### WORK TO BE COMPLETED
Collect all lines below with the string "each".

### SUPPLIED DATA
# # # # #
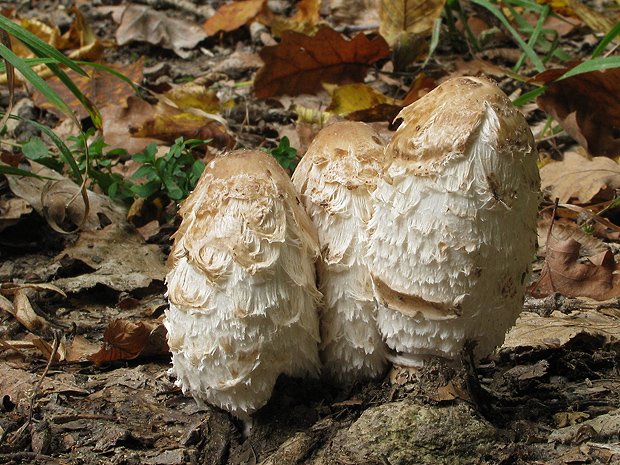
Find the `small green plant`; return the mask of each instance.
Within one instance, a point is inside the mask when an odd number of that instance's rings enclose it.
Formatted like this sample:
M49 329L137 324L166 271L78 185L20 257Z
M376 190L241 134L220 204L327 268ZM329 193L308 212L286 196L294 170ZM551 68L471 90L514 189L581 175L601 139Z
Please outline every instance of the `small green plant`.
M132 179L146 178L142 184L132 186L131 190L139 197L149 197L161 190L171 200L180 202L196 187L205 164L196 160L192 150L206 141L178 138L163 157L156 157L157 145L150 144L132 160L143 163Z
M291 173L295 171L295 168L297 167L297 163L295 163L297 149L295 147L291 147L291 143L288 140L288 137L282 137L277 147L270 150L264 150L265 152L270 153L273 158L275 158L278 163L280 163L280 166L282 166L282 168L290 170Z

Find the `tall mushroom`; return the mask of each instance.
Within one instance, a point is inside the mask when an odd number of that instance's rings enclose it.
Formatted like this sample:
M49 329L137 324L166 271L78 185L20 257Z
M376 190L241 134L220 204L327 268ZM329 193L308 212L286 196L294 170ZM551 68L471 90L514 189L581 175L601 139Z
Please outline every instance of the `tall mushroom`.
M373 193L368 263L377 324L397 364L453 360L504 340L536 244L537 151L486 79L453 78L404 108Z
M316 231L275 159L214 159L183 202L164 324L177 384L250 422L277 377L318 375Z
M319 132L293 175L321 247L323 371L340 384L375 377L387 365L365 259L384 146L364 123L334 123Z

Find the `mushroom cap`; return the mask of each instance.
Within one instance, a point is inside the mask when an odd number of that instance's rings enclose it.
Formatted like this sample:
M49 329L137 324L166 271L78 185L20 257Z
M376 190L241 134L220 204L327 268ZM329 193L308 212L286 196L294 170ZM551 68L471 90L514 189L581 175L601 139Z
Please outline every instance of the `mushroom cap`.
# # # # #
### TASK SOLUTION
Find the `small green plant`; return the mask of each instance.
Find the `tall mushroom`; return the mask of each instance.
Find the `mushroom cap`; return the mask of each instance.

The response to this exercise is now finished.